I'm working on the Google Cloud Storage .NET client library. There are three features (between .NET, my client library, and the Storage service) that are combining in an unpleasant way:
When downloading files (objects in Google Cloud Storage terminology), the server includes a hash of the stored data. My client code then validates that hash against the data it's downloaded.
A separate feature of Google Cloud Storage is that the user can set the Content-Encoding of the object, and that's included as a header when downloading, when the request contains a matching Accept-Encoding. (For the moment, let's ignore the behavior when the request doesn't include that...)
HttpClientHandler
can decompress gzip (or deflate) content
automatically and transparently.
When all three of these are combined, we get into trouble. Here's a short but complete program demonstrating that, but without using my client library (and hitting a publicly accessible file):
using System;
using System.Linq;
using System.Net;
using System.Net.Http;
using System.Security.Cryptography;
using System.Text;
using System.Threading.Tasks;
class Program
{
static async Task Main()
{
string url = "https://www.googleapis.com/download/storage/v1/b/"

- Given instruction
In the Cloud Storage download post, repeat the section that starts with the words "A separate feature" and ends after the words "automatically and transparently.".

- Supplied material
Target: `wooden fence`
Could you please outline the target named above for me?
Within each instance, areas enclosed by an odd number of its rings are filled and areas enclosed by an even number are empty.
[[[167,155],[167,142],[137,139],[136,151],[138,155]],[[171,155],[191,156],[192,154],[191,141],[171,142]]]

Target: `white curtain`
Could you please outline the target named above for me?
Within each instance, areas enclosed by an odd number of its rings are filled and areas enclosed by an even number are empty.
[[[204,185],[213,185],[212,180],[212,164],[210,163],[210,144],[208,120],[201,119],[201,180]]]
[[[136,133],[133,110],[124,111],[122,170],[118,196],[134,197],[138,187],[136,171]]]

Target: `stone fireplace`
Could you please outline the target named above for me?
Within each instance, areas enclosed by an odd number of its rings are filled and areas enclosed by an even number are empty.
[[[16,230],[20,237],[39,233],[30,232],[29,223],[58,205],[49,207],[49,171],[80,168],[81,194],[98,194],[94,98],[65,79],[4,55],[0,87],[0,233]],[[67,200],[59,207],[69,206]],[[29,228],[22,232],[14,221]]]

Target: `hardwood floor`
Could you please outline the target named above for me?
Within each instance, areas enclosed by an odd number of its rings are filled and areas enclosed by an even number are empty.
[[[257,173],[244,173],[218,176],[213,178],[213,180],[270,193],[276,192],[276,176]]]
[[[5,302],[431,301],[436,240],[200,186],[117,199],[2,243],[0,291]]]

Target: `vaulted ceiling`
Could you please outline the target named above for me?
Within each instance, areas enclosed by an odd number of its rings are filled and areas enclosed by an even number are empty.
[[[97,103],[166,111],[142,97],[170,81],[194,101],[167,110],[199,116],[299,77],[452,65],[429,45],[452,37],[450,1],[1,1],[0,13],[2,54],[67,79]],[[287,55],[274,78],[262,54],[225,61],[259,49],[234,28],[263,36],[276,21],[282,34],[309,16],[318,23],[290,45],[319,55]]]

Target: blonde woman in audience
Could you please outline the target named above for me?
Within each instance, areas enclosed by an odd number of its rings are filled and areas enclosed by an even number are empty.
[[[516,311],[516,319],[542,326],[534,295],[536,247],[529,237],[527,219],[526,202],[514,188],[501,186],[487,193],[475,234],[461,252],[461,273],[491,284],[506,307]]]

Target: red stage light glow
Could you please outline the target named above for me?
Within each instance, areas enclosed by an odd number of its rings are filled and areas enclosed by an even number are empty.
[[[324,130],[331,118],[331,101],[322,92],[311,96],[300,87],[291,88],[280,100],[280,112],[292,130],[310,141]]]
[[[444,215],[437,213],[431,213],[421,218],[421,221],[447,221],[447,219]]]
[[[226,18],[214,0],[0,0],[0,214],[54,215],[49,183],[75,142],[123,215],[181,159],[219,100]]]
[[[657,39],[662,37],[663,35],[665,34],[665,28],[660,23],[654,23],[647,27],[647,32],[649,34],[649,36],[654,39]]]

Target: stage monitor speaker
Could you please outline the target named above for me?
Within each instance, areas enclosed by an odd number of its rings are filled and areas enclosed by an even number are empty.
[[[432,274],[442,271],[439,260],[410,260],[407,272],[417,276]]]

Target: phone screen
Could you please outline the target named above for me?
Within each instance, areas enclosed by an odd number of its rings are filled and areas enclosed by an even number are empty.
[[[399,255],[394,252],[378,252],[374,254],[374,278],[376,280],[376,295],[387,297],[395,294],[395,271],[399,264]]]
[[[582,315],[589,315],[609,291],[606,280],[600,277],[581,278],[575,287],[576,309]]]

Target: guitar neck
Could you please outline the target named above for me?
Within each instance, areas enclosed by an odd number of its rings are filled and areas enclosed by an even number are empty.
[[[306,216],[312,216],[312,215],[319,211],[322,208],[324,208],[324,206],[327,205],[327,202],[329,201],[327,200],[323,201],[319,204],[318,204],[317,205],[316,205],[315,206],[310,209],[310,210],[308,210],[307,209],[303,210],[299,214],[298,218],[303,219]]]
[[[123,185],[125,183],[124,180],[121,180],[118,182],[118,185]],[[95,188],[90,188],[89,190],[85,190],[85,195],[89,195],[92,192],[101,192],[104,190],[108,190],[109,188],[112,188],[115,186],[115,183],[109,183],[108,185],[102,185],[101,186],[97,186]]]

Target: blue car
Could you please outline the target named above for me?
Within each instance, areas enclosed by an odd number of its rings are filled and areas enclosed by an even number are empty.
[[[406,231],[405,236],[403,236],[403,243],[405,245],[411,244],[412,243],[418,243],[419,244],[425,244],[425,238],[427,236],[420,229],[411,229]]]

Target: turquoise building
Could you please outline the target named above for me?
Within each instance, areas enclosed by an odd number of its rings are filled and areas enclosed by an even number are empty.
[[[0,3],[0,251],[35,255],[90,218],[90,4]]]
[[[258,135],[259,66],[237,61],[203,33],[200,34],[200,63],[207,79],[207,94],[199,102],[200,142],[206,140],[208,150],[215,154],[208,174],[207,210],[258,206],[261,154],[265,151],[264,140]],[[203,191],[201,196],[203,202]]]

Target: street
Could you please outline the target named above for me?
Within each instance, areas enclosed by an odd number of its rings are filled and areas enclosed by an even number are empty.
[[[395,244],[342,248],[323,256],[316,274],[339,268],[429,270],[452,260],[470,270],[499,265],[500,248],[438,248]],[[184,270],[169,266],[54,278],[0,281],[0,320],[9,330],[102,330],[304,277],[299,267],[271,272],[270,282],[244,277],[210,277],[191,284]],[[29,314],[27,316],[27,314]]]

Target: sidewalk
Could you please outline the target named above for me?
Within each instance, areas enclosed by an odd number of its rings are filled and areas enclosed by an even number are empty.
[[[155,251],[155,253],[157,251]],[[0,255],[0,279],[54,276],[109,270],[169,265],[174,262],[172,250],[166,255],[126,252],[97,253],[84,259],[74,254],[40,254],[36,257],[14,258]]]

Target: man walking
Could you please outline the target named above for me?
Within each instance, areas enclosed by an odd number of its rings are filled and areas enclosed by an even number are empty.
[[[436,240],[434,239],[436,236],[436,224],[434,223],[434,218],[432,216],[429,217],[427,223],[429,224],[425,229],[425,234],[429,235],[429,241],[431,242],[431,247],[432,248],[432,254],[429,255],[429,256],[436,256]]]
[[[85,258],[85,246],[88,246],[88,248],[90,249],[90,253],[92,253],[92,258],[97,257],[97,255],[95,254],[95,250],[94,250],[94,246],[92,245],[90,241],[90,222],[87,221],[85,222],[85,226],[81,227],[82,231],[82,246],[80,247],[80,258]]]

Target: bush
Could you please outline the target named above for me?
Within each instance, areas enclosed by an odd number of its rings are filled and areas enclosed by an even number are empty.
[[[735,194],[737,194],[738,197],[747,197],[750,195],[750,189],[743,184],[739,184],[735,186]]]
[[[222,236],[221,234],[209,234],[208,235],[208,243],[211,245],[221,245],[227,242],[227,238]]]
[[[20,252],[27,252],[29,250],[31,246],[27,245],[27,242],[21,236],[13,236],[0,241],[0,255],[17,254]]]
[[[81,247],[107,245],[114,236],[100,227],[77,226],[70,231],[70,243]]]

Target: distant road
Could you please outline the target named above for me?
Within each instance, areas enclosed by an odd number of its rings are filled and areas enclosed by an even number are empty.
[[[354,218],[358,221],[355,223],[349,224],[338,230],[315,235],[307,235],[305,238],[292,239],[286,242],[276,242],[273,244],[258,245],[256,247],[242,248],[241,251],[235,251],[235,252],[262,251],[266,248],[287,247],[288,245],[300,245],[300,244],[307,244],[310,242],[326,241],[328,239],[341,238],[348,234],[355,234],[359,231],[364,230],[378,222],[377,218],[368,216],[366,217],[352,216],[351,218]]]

- Exercise solution
A separate feature of Google Cloud Storage is that the user can set the Content-Encoding of the object, and that's included as a header when downloading, when the request contains a matching Accept-Encoding. (For the moment, let's ignore the behavior when the request doesn't include that...)
HttpClientHandler
can decompress gzip (or deflate) content
automatically and transparently.